___ SUPPLIED ENTRIES
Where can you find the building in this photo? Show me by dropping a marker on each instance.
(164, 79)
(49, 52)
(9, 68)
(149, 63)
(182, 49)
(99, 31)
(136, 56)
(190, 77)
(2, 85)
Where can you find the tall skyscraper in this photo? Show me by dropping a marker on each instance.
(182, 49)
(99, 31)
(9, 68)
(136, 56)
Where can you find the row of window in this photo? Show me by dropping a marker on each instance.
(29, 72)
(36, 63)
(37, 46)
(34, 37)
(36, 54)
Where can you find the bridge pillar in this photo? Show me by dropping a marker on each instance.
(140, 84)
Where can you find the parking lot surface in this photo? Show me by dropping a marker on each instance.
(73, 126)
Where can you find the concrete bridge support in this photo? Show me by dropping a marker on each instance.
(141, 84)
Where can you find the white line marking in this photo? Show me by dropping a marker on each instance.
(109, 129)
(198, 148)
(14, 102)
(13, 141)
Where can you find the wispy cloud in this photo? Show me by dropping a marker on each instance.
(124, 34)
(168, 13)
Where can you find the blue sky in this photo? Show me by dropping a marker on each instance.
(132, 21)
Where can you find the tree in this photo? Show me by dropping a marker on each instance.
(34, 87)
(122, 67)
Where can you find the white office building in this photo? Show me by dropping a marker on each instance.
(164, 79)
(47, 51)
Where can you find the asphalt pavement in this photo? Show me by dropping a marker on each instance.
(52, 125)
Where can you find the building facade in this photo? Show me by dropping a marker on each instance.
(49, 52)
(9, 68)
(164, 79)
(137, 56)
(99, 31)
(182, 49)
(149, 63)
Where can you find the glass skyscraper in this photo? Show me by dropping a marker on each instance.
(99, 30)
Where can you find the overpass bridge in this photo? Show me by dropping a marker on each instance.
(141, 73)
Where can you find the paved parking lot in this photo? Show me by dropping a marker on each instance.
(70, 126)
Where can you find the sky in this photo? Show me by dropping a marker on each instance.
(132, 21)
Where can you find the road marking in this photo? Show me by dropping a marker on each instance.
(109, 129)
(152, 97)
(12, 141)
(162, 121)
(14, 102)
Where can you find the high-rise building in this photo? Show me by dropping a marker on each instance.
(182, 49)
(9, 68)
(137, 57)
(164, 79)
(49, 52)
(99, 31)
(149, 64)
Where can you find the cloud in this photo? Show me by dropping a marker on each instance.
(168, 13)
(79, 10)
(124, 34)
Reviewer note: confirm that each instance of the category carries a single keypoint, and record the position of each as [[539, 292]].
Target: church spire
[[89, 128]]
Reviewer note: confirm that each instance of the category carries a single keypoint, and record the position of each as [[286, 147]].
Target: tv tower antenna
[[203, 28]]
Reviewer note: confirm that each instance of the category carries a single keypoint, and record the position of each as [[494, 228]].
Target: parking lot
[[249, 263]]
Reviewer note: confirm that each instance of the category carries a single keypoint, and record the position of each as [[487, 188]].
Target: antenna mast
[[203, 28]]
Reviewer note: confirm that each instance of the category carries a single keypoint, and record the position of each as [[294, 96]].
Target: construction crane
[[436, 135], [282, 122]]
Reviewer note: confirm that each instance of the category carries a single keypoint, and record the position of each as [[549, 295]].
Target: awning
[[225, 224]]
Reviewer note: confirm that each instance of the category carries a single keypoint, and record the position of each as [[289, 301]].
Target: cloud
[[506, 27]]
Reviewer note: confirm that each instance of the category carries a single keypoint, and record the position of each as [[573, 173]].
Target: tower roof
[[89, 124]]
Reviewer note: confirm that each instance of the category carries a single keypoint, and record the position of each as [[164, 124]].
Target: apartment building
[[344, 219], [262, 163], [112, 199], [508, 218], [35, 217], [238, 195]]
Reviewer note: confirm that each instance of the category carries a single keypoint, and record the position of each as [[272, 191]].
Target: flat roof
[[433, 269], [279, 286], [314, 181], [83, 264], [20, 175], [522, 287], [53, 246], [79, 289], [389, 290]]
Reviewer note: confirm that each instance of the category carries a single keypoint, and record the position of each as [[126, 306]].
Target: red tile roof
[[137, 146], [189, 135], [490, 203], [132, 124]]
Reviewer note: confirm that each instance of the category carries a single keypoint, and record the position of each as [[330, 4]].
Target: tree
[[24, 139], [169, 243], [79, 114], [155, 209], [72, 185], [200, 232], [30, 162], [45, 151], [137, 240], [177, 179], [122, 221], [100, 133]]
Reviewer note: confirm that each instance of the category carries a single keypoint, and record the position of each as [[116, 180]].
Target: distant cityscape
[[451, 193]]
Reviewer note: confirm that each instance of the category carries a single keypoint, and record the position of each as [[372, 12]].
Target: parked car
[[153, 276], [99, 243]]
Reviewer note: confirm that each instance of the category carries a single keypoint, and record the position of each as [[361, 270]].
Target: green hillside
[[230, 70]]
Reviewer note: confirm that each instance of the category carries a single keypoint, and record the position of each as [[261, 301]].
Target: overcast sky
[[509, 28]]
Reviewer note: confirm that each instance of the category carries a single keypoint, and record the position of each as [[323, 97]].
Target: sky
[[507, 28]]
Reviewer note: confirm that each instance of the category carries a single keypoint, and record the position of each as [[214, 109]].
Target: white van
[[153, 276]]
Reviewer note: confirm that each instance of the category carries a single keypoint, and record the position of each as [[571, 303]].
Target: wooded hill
______
Please be sure to repeat every entry exactly.

Where can you find the building in this photo? Show me by dropping a marker on each instance.
(164, 79)
(49, 52)
(9, 68)
(149, 63)
(182, 49)
(99, 31)
(136, 56)
(190, 77)
(2, 85)
Where can you find the tall skyscraper in this photo? Show me by dropping a marker on each instance.
(182, 49)
(99, 31)
(9, 68)
(136, 56)
Where can you find the row of window in this photo? Show me by dropping a marker on each instance.
(29, 72)
(36, 63)
(37, 46)
(34, 37)
(36, 54)
Where can you find the bridge pillar in this photo? Show me by dropping a marker on each instance.
(140, 84)
Where can you find the parking lot surface in this photo? Show me by dropping a marker on each instance.
(73, 126)
Where can you find the concrete bridge support in this photo? Show me by dropping a marker on each instance.
(141, 84)
Where can you find the white line marking in this photo? Show me by dropping a marker on each instance.
(109, 129)
(198, 148)
(14, 102)
(13, 141)
Where can you find the wispy cloud in this photo? Show me by dropping a marker on each instance.
(124, 34)
(168, 13)
Where can you find the blue sky in this photo? Show me by dropping a marker on each instance.
(132, 21)
Where can you find the tree in this photo? Show me by dropping a marker on each instance.
(34, 87)
(122, 67)
Where can you find the white office building in this photo? Show me by dropping a marker on each instance.
(164, 79)
(47, 51)
Where can you find the asphalt pavement in this photo? Show me by dropping a marker on each instance.
(52, 125)
Where can you find the building facade in this photo? Show me by dropping a marker on each instance.
(49, 52)
(9, 68)
(164, 79)
(137, 56)
(99, 31)
(182, 49)
(149, 63)
Where can you find the glass skyscraper in this photo? Show me by dropping a marker on each instance.
(99, 30)
Where can you find the overpass bridge in this photo? Show me by dropping a marker on each instance.
(141, 73)
Where can you find the paved parking lot in this photo? Show me by dropping a marker on each instance.
(70, 126)
Where can you find the sky in this photo? Show me by dropping a marker on each instance.
(132, 21)
Where can you find the road marking in this photo? Show me by dropping a marker on each instance.
(109, 129)
(152, 97)
(12, 141)
(162, 121)
(14, 102)
Where can you find the high-rise building in this photo? Show me by dropping a marker on each instance.
(182, 49)
(9, 68)
(137, 57)
(164, 79)
(49, 52)
(99, 31)
(149, 64)
Where can you find the cloud in this photo? Show me by dropping a marker on each instance.
(168, 13)
(79, 10)
(124, 34)
Reviewer note: confirm that each instance of the category carries a single keypoint, and record the position of each as [[539, 292]].
Target: church spire
[[89, 128]]
Reviewer note: confirm that each instance of the category carries a single keypoint, and record the position of each as [[286, 147]].
Target: tv tower antenna
[[203, 28]]
Reviewer note: confirm that each instance of the category carries a single keypoint, and record the position of each as [[494, 228]].
Target: parking lot
[[249, 263]]
Reviewer note: confirm that each instance of the category carries a single keypoint, and record the position of each as [[487, 188]].
Target: antenna mast
[[203, 28]]
Reviewer note: confirm that each instance of the category carries a single keypoint, and record the position of each as [[294, 96]].
Target: construction crane
[[436, 135], [282, 122]]
Reviewer note: confirm that each instance of the category carries a single keypoint, and record the position of each as [[549, 295]].
Target: awning
[[225, 224]]
Reviewer note: confirm that each instance of the category carries a single keypoint, and record the position of each as [[289, 301]].
Target: cloud
[[506, 27]]
Reviewer note: confirm that each instance of the category carries a single keypoint, and record the position of each as [[573, 173]].
Target: tower roof
[[89, 124]]
Reviewer note: confirm that each instance of the category carries a single keypoint, and record the position of each as [[164, 124]].
Target: apartment building
[[344, 219], [262, 163], [112, 199], [508, 218], [35, 217], [238, 195]]
Reviewer note: confirm that each instance of the category carries a single keypoint, and record the position of each as [[272, 191]].
Target: flat roof
[[433, 269], [279, 286], [314, 181], [83, 264], [20, 175], [522, 287], [53, 246], [79, 289], [389, 290]]
Reviewer note: confirm that each instance of the category carries a single keypoint, and record the position of each as [[126, 306]].
Target: red tile roof
[[137, 146], [189, 135], [490, 203], [132, 124]]
Reviewer note: confirm that each instance of the category carries a single keypoint, and record the position of each as [[330, 4]].
Target: tree
[[24, 139], [169, 243], [79, 114], [155, 209], [72, 185], [200, 232], [30, 162], [45, 151], [137, 240], [177, 179], [122, 221], [100, 133]]
Reviewer note: confirm that each instance of the category carries a single keypoint, and record the position of each as [[116, 180]].
Target: distant cityscape
[[451, 193]]
Reviewer note: confirm that each instance of the category carries a single keypoint, and record the position of each as [[372, 12]].
Target: parked car
[[153, 276], [99, 243]]
Reviewer note: confirm that each instance of the category carries a single keypoint, and record the position of each as [[361, 270]].
Target: green hillside
[[230, 70]]
Reviewer note: confirm that each instance of the category carries a single keypoint, and record the position of each as [[261, 301]].
Target: overcast sky
[[509, 28]]
Reviewer note: confirm that each instance of the category carries a single keypoint, and record the position of each as [[323, 97]].
Target: sky
[[507, 28]]
Reviewer note: confirm that each instance of the category carries a single keypoint, and record the position of each as [[214, 109]].
Target: white van
[[153, 276]]
Reviewer note: confirm that each instance of the category carries a single keypoint, and record the position of each as [[571, 303]].
Target: wooded hill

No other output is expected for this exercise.